What you should do> Pick out every line of the records that contains the word "block" and copy each of those lines.

┌─ The data

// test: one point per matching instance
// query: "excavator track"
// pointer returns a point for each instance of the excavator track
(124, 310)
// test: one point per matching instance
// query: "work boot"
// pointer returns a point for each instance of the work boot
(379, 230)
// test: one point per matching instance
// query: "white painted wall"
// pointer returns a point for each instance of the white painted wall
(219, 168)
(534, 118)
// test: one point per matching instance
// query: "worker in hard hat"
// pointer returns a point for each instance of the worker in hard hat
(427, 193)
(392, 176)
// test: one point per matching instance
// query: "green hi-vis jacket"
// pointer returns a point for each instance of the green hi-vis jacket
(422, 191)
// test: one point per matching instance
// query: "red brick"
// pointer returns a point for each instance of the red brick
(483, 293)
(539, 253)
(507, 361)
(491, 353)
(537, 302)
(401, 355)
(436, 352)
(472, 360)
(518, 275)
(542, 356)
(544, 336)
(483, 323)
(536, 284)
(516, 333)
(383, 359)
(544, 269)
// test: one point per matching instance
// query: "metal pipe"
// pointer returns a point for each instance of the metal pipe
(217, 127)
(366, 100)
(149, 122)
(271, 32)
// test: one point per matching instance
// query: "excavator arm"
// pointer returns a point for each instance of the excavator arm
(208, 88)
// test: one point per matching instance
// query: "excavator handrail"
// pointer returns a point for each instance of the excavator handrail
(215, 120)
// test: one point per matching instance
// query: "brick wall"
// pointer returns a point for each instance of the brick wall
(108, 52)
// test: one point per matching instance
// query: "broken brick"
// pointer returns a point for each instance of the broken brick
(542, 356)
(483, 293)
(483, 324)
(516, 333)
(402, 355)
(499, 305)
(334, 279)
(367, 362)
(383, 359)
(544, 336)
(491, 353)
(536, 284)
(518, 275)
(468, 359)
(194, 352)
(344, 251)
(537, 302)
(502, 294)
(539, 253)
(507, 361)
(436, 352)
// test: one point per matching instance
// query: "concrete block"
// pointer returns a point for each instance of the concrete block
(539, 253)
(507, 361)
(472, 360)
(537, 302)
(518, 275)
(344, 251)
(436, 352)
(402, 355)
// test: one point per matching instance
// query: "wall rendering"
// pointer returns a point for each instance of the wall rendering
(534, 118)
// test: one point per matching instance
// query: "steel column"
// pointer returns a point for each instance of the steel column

└─

Written solution>
// query: "concrete block"
// pointer returns a point for each instance of the concrete block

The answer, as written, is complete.